-- SUPPLIED RECORDS start --

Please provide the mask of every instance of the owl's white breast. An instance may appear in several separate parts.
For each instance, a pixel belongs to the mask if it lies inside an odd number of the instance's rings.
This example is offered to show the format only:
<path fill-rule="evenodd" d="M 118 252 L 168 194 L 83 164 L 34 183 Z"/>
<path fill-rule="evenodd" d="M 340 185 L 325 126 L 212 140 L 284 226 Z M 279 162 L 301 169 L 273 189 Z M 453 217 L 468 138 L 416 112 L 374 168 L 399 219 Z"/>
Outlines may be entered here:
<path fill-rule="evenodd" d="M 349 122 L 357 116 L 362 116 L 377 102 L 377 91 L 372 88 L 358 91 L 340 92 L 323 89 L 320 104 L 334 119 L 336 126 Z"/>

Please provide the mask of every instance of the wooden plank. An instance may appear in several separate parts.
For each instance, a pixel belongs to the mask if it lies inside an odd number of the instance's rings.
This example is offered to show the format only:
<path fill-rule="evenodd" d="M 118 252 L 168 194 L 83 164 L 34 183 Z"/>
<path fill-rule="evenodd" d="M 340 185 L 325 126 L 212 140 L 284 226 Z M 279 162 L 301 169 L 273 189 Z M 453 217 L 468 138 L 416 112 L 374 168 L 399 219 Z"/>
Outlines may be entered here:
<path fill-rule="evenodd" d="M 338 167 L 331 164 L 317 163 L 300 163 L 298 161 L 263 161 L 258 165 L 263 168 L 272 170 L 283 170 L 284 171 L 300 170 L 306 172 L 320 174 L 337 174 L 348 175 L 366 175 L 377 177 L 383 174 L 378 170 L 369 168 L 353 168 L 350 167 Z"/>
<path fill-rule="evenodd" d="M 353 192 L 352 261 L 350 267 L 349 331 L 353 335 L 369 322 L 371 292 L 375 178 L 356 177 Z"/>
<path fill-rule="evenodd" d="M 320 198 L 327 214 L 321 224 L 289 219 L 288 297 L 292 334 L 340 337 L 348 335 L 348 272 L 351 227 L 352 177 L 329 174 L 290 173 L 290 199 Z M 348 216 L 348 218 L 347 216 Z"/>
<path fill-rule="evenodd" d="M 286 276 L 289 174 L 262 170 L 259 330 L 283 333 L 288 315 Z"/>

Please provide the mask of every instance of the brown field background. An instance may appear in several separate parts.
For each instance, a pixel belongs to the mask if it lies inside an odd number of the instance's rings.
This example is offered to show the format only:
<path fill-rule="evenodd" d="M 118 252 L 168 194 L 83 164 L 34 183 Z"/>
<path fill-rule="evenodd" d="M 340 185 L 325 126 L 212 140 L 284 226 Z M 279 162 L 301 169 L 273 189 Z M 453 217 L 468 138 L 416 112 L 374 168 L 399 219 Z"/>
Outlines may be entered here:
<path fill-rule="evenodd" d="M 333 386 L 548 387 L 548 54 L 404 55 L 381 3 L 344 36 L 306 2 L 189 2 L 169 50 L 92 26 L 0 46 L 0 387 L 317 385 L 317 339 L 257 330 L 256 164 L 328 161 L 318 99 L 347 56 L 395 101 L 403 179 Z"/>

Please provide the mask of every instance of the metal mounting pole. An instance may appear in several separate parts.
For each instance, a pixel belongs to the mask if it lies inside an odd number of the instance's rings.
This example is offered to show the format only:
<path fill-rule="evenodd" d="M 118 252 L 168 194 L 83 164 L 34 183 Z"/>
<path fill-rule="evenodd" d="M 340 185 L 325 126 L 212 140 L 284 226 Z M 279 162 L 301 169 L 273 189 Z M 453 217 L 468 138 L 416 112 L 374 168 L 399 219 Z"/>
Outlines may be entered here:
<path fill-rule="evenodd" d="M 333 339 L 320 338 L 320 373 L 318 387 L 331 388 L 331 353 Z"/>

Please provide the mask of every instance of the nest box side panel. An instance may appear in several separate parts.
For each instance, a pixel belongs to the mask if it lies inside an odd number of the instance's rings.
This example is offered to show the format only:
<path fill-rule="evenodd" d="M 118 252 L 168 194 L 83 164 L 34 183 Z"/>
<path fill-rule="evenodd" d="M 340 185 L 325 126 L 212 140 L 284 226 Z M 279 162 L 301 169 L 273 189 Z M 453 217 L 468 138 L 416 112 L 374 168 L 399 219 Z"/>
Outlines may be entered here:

-- SUPPLIED RECORDS end --

◆ **WORK TO BE COMPLETED**
Give back everything from the line containing "Please provide the mask of every instance of the brown" down to the end of the records, swapping "metal mounting pole" for "steel support post" and leaving all else unchanged.

◆ **OUTPUT OF THE TASK**
Please provide the mask of every instance of the brown field background. An instance may appear in several separate parts.
For each instance, a pixel belongs to the mask if it lies inside an odd number of the instance's rings.
This example is offered to show the format only:
<path fill-rule="evenodd" d="M 118 252 L 168 194 L 83 164 L 34 183 Z"/>
<path fill-rule="evenodd" d="M 340 185 L 325 126 L 212 140 L 284 226 Z M 279 162 L 301 169 L 273 189 Z M 453 217 L 468 138 L 416 112 L 374 168 L 399 219 Z"/>
Outlines may be entered here:
<path fill-rule="evenodd" d="M 333 386 L 548 387 L 548 54 L 404 55 L 381 3 L 344 36 L 306 2 L 189 2 L 169 50 L 92 26 L 0 46 L 0 387 L 317 385 L 317 339 L 257 330 L 256 164 L 328 161 L 318 99 L 347 56 L 395 101 L 403 179 Z"/>

Please provide the mask of every instance of the steel support post. An instance may appear in several separate parts.
For each instance, a pixel belongs to the mask if it lies inside an odd number of the instance's rings.
This example is offered to show the format only:
<path fill-rule="evenodd" d="M 118 252 L 168 194 L 83 164 L 34 183 Z"/>
<path fill-rule="evenodd" d="M 340 185 L 325 126 L 212 140 L 284 226 Z M 279 162 L 301 169 L 273 189 Z M 453 217 L 468 138 L 416 112 L 374 168 L 399 219 Z"/>
Outlines may be entered here:
<path fill-rule="evenodd" d="M 333 339 L 320 338 L 320 373 L 318 387 L 331 388 L 331 353 Z"/>

Please provide the mask of every instance of the nest box side panel. An instance may appear in several separate parts.
For each instance, a pixel belongs to the mask if it lies inside an odd number of the instance's rings.
This example is offered to show the format only:
<path fill-rule="evenodd" d="M 118 252 L 168 194 L 83 164 L 34 183 Z"/>
<path fill-rule="evenodd" d="M 340 185 L 325 126 L 212 140 L 284 226 Z M 279 162 L 301 169 L 273 189 Z M 453 217 L 468 138 L 416 112 L 374 168 L 399 219 Z"/>
Outlines may be entered here:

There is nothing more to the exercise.